## Given task
Can you return, word for word, the stretch of the records below from the line containing "Target: construction crane" through the end of the records, both ends included, with the pictures left out?

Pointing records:
* * * * * * * * *

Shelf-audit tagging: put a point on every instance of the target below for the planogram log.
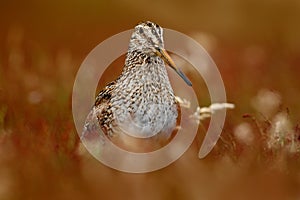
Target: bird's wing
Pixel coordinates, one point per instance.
(99, 116)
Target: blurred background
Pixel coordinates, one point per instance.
(256, 46)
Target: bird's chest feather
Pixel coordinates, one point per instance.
(144, 103)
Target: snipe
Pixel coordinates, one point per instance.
(140, 102)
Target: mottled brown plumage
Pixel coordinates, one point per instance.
(140, 102)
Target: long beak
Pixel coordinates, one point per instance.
(165, 56)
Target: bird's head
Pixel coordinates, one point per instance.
(148, 38)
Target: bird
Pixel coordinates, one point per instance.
(140, 104)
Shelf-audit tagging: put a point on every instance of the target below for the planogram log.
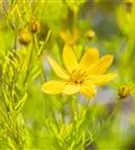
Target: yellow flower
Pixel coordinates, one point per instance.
(80, 77)
(124, 91)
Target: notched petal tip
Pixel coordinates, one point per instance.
(60, 72)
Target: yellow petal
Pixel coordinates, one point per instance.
(69, 58)
(88, 89)
(67, 37)
(71, 89)
(57, 69)
(102, 79)
(53, 87)
(102, 65)
(90, 56)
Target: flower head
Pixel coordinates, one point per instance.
(124, 91)
(80, 77)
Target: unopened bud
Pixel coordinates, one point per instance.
(34, 25)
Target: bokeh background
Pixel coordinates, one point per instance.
(41, 121)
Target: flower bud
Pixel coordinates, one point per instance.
(90, 34)
(34, 25)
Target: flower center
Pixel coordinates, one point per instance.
(78, 76)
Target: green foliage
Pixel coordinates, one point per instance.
(31, 119)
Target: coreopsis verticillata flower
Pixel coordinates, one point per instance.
(124, 91)
(80, 77)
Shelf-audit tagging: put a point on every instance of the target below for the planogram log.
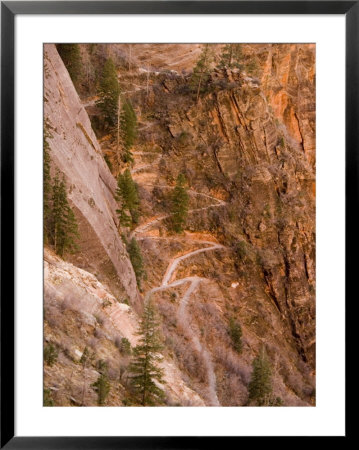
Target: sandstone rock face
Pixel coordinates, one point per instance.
(75, 151)
(288, 79)
(76, 305)
(247, 149)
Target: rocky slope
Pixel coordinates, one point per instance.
(247, 149)
(75, 151)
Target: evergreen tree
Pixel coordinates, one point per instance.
(102, 385)
(109, 91)
(202, 70)
(48, 400)
(71, 56)
(235, 332)
(134, 252)
(127, 193)
(179, 205)
(231, 56)
(50, 354)
(144, 371)
(64, 222)
(47, 188)
(128, 122)
(260, 386)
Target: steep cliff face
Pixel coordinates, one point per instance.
(80, 312)
(247, 149)
(75, 151)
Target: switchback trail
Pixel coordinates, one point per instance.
(192, 281)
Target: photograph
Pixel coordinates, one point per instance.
(179, 224)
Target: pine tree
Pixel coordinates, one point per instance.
(144, 371)
(71, 56)
(128, 123)
(235, 332)
(134, 252)
(102, 385)
(47, 188)
(260, 386)
(179, 205)
(48, 400)
(65, 229)
(127, 193)
(231, 56)
(202, 70)
(109, 91)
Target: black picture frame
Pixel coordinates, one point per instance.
(9, 10)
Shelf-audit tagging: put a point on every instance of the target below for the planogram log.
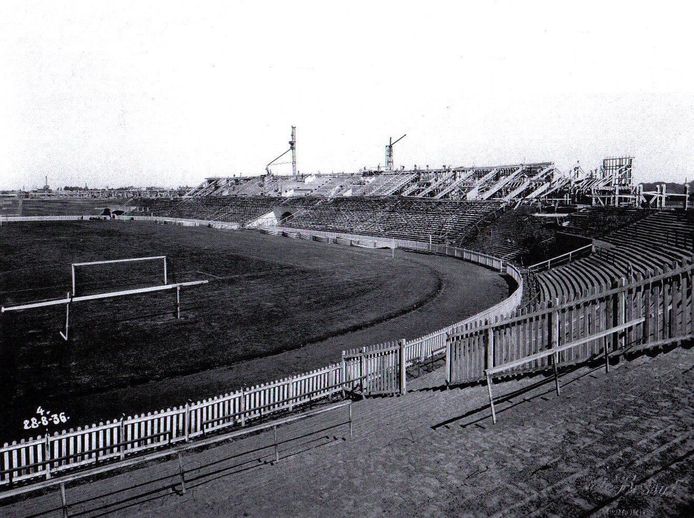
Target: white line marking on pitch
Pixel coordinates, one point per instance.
(215, 276)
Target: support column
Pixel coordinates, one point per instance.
(555, 356)
(178, 302)
(66, 334)
(403, 368)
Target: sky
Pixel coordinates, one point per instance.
(168, 93)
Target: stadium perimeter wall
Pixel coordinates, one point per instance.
(50, 455)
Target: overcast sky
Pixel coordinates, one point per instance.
(167, 93)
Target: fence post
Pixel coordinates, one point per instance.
(182, 474)
(242, 407)
(63, 500)
(448, 360)
(186, 421)
(490, 345)
(121, 436)
(622, 311)
(350, 420)
(362, 374)
(403, 368)
(555, 343)
(274, 437)
(47, 454)
(290, 394)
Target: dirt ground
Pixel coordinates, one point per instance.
(273, 306)
(616, 444)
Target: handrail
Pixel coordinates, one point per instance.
(549, 352)
(176, 450)
(548, 262)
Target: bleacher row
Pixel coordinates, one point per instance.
(240, 210)
(406, 218)
(57, 206)
(641, 248)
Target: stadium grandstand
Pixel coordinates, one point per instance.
(597, 269)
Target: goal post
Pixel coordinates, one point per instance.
(74, 267)
(72, 297)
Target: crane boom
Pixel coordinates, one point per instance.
(389, 152)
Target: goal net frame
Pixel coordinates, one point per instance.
(72, 297)
(74, 267)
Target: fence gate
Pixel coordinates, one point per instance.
(376, 370)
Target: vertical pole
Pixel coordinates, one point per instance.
(274, 438)
(63, 500)
(490, 346)
(448, 360)
(491, 397)
(350, 420)
(291, 394)
(182, 473)
(47, 454)
(343, 374)
(555, 344)
(403, 369)
(186, 421)
(362, 374)
(242, 409)
(293, 146)
(67, 319)
(178, 302)
(622, 311)
(121, 436)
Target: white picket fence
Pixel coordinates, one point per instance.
(48, 455)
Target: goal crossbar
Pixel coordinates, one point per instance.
(115, 261)
(128, 260)
(96, 296)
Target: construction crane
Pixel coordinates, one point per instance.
(389, 152)
(292, 148)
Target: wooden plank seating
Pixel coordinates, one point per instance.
(554, 353)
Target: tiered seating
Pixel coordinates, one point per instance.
(66, 206)
(405, 218)
(658, 240)
(240, 210)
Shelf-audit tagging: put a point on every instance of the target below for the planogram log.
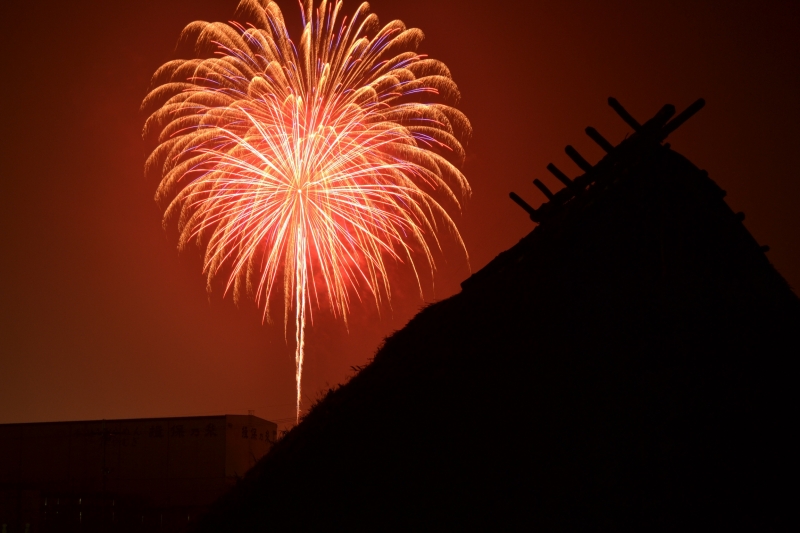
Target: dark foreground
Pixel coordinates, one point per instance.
(627, 366)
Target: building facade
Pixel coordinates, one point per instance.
(151, 474)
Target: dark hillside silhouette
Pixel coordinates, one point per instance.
(625, 366)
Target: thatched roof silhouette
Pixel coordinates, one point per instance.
(627, 365)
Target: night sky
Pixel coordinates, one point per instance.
(101, 317)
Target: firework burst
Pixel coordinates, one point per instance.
(301, 170)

* * * * * * * * *

## Answer to this exercise
Target: construction crane
Pixel coordinates, one point per instance.
(389, 152)
(292, 148)
Target: wooden plank seating
Pixel coordinates, one point per instance.
(554, 353)
Target: tiered seating
Pixel coordinates, one point per instance.
(66, 206)
(405, 218)
(658, 240)
(240, 210)
Shelf-audit tagging: put a point on every instance of the target below for the planogram log.
Target: dark foreground
Pixel coordinates, one point per instance.
(627, 366)
Target: building facade
Pixel coordinates, one point per instance.
(151, 474)
Target: dark hillside silhouette
Pixel coordinates, one point per instance.
(625, 366)
Target: thatched roof silhouette
Pixel coordinates, one point per instance.
(627, 365)
Target: night sky
Pixel coordinates, one point per instance.
(101, 317)
Target: firework burst
Pixel coordinates, one point per instance.
(301, 170)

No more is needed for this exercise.